* Quoted passage *
start

One of the two questions most commonly raised during my trip to Australia in late November and early December was whether is the balance of power in Asia shifting away from the United States and towards China.
The short, but inadequate, answer to that question is probably yes, as both Fareed Zakaria (in The Post-American World) and Kishore Mahbubani (in The New Asian Hemisphere: The Irresistible Shift of Global Power to the East) have recently argued. But the degree to which power is shifting is not yet clear. It is true that the United States has lost significant amounts of soft power over the last six or seven years, as a result of the perceived unilateralism and the violations of human rights associated with the “war or terror.” Its economy has entered what is almost the most serious recession in decades – and that recession is likely to be both deep and unusually protracted. Its military is still the strongest in the world, but it is overextended in Iraq and Afghanistan, and the military budget is likely to come under significant pressure during the current recession.
However, the U.S. may recover along most of these dimensions, if the new Administration acts wisely. U.S. soft power had already begun to revive in the latter years of the Bush Administration, and may well revive further if the Obama Administration restates a commitment to multilateralism, international law, and a wider range of traditional American values. Although the American economy will likely take up to two years to recover, a stimulus package that includes smart investments in human resources and physical infrastructure, and that promotes new high-value added industry and services, could make it more productive than ever. The U.S. military will still face a long-term challenge in Afghanistan, but at the same time will be reducing its presence in Iraq.

end

(Dataset excerpt)

start

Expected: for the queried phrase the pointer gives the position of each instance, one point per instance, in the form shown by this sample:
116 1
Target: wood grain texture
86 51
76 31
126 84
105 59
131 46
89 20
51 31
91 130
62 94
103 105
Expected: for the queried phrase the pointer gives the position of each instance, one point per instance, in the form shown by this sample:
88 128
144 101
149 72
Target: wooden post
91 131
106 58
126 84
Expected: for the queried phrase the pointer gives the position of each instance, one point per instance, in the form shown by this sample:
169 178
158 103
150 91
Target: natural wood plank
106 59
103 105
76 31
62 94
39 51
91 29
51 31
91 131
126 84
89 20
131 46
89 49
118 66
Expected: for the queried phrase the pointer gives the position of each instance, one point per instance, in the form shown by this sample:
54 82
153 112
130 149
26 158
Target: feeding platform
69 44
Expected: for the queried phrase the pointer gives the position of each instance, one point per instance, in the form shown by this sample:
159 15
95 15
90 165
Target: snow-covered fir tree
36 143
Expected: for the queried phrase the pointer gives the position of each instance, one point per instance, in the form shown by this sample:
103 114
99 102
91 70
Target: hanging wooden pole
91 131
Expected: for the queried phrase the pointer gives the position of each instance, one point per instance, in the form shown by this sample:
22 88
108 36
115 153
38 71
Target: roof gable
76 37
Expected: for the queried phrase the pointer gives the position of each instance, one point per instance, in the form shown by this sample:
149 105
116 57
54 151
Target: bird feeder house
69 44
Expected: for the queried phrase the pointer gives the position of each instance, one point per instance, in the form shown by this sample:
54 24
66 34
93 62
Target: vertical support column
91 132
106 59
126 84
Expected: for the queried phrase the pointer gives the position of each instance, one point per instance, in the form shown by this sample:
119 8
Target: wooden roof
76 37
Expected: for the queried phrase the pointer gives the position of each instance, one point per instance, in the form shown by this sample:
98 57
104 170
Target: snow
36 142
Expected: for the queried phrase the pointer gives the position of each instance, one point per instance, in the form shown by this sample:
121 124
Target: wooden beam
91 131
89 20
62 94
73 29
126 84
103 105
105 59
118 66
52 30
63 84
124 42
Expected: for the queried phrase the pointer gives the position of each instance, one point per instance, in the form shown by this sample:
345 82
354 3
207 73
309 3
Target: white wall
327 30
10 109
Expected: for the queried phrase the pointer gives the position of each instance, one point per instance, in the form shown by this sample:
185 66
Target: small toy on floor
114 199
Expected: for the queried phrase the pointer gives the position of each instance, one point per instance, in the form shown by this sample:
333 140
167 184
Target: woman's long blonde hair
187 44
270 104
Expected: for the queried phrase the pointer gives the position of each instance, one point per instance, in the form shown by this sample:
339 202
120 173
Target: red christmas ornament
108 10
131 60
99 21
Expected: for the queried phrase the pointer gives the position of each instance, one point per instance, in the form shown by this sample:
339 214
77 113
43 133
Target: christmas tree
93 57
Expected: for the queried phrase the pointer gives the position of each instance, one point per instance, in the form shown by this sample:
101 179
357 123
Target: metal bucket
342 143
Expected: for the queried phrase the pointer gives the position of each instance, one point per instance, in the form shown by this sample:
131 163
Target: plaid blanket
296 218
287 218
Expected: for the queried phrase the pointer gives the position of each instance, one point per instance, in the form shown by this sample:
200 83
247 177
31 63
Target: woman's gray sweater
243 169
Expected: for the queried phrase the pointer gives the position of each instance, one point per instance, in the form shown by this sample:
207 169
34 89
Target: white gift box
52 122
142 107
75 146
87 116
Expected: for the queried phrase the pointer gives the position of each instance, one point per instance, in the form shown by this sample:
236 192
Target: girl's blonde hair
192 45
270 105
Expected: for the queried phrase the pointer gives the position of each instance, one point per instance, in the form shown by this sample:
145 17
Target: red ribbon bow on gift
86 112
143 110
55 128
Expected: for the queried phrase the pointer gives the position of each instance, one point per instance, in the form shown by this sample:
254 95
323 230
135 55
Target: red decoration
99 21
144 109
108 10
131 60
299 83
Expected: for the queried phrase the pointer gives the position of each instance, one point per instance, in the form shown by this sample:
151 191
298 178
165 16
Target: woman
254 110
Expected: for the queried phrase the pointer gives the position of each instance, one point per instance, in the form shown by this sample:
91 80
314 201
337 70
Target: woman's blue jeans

end

* Stated goal *
Carry on the passage about whether power in Asia is shifting from the United States toward China, starting after its final sentence. Nothing in the records is needed here.

* Response for this exercise *
Moreover, the rise in China’s power should not be overstated – either how far it has come so far or how far it is likely to go. China is developing the infrastructure to project its soft power, but it has not yet fully developed the message that infrastructure will be expected to communicate. Although China’s military is a powerful defensive force – and has the ability to complicate any American intervention in a crisis in the Taiwan Strait – it is only just beginning to develop an effective offensive or power projection capability. China has experienced three decades of double-digit economic growth, but its economy is severely imbalanced and faces the challenges of an aging population, environmental degradation, and growing inequalities. And China’s economy is suffering from the collapse of its own asset bubble, as well as the impact of the global financial crisis.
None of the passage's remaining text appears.